**Supplied data**.
------------------------------------
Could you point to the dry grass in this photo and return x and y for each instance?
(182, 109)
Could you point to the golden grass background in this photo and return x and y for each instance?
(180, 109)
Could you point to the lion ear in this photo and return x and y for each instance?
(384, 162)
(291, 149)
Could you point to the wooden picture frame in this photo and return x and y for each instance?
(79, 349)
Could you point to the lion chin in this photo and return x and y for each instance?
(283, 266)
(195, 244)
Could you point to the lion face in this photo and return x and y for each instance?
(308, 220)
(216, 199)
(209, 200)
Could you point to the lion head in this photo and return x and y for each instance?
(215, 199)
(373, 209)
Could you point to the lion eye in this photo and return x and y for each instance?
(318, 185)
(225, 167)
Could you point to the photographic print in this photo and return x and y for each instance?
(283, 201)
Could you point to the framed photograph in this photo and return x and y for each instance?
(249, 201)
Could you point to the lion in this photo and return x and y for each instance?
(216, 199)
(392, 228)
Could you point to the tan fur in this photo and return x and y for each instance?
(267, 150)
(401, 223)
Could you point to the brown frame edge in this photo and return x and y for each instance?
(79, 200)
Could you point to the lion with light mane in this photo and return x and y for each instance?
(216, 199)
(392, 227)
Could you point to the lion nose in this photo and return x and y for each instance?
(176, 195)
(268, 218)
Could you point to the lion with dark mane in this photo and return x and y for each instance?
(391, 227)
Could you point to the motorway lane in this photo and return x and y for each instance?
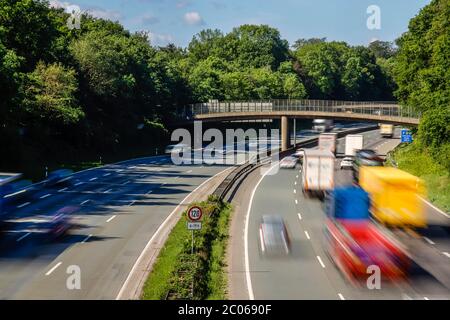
(308, 273)
(114, 226)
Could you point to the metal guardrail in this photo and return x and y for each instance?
(225, 187)
(379, 108)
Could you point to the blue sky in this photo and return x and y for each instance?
(177, 21)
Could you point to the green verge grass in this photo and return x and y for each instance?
(178, 274)
(415, 160)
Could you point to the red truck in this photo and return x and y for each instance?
(354, 242)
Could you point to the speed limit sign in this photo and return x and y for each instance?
(195, 213)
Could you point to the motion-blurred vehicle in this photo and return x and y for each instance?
(354, 242)
(353, 142)
(273, 235)
(365, 157)
(327, 141)
(57, 225)
(322, 125)
(387, 130)
(347, 163)
(317, 172)
(289, 162)
(354, 246)
(396, 196)
(15, 191)
(59, 177)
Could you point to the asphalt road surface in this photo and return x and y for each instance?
(120, 207)
(307, 273)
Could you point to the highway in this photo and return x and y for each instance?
(308, 273)
(120, 208)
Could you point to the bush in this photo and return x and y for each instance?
(178, 274)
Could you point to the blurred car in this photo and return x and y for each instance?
(288, 162)
(57, 177)
(57, 225)
(355, 245)
(365, 157)
(347, 163)
(274, 237)
(18, 190)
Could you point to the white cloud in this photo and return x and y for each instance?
(148, 19)
(157, 39)
(183, 3)
(193, 18)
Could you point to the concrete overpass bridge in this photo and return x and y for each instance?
(372, 111)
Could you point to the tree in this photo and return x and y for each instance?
(422, 69)
(382, 49)
(257, 46)
(29, 28)
(50, 95)
(422, 72)
(292, 87)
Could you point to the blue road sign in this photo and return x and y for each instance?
(406, 136)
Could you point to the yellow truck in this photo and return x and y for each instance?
(395, 196)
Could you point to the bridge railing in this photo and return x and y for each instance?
(379, 108)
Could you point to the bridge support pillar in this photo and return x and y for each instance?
(285, 139)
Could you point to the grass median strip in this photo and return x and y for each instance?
(418, 162)
(178, 274)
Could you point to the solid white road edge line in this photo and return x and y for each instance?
(251, 296)
(138, 260)
(435, 208)
(321, 262)
(53, 269)
(86, 239)
(307, 235)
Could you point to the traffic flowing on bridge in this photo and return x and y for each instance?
(386, 112)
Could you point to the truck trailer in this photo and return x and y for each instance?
(395, 196)
(317, 171)
(387, 130)
(327, 141)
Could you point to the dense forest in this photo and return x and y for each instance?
(101, 88)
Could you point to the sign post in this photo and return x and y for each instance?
(194, 215)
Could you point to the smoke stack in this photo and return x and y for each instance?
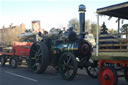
------------------------------------
Every line above goes into the copy unchanged; the pictures do not.

**Solution below**.
Could you point to the dry grass in this photo and return x and y for each instance?
(182, 109)
Could you point to the golden grass background in this photo and return x and y for each instance?
(180, 109)
Could you point to the lion ear in this photo and return x and y for each instance?
(384, 162)
(291, 149)
Could you point to the wooden picture frame in this photo and return x and y for each instance?
(79, 349)
Could you point to the lion chin in this photo and return x and y for each instance?
(283, 266)
(195, 244)
Could you point to the lion face in this photo and return x and y for each instance?
(308, 220)
(216, 199)
(209, 200)
Could you point to the lion head in this photo and return x and y for each instance?
(215, 199)
(373, 209)
Could you point to the lion eye in this photo and return x and y for each instance?
(318, 185)
(225, 167)
Could you point to the photographic print in this photo and return x and y for each instance?
(283, 201)
Could you point to the framed photograph in this photo and return x and y for each instance?
(249, 201)
Could you point to the lion in this photo and return x and y for each instance?
(216, 199)
(392, 228)
Could you point to the tan fur in this photo and return x and y for each instance?
(267, 150)
(401, 223)
Could you point to the brown frame edge in this photo and return x and y for each instance?
(79, 200)
Could you point to the lion with light mane in this photo and return x and y for each instance?
(216, 199)
(392, 227)
Could you point to the lion nose in this photo and return x and y for each instance?
(176, 195)
(268, 218)
Could you point to the lion with dark mane in this photo and return x and y for each instance?
(391, 227)
Could you point to the motorway lane in this photo and return x and y for each instance?
(308, 273)
(114, 226)
Could you point to the metal guardrail in this photo and return x and y for each instance?
(225, 187)
(379, 108)
Could you point to the blue sky in this photo and return x and y for each instance?
(177, 21)
Could you point to the green verge grass in this photo and return x and y for each instance?
(178, 274)
(415, 160)
Could you point to the red truck in this photo and return x and y for each instance?
(354, 242)
Could you point to the speed limit sign in this photo and return x and y for each instance?
(195, 213)
Could you point to the motion-blurred vehicle in this photo and return x and y for each instance?
(354, 242)
(353, 142)
(273, 235)
(365, 157)
(327, 141)
(57, 225)
(322, 125)
(387, 130)
(347, 163)
(317, 172)
(289, 162)
(354, 246)
(396, 196)
(15, 191)
(59, 177)
Could you point to the asphalt road surface in this photo and return x and y for each instance?
(120, 207)
(307, 273)
Could you point to the highway in this photo and return x and y for each instance?
(308, 273)
(120, 208)
Could you point to the bush in this photo and return x and y for each instance?
(178, 274)
Could you point to the blurred car in this photo and return x and y for each instance?
(288, 162)
(57, 177)
(57, 225)
(355, 245)
(365, 157)
(347, 163)
(274, 237)
(18, 190)
Could you point to the white cloud in this photo and return x and y for each instance?
(148, 19)
(157, 39)
(183, 3)
(193, 18)
Could you point to the concrete overpass bridge in this photo and return x and y for each instance?
(372, 111)
Could you point to the tree in this photo and return x and y for each instance?
(422, 69)
(382, 49)
(257, 46)
(29, 28)
(50, 95)
(422, 72)
(292, 87)
Could you point to the blue road sign in this photo and return x and y for each instance?
(406, 136)
Could you point to the yellow truck in this photo and return x and y for each instance?
(395, 196)
Could you point to the bridge railing in this photo and return x and y for each instance?
(379, 108)
Could you point to the bridge support pillar in this photo and return x and y for each instance?
(285, 139)
Could you point to the grass median strip in this photo and return x and y for each instance?
(418, 162)
(178, 274)
Could you point to the solid white road edge line in this photo and return x and y for each instance?
(251, 296)
(138, 260)
(435, 208)
(321, 262)
(53, 269)
(86, 239)
(307, 235)
Could you point to the traffic flowing on bridge in this photo and return x and y for each instance?
(386, 112)
Could you point to the truck trailer in this photo and return x and y for each instance?
(395, 196)
(317, 171)
(387, 130)
(327, 141)
Could you point to the dense forest in this photo and return x and y for each instance?
(101, 88)
Could you point to the sign post in this photo and return x and y for each instance?
(194, 215)
Could you point to the smoke stack in this photo and return x and y for each instance?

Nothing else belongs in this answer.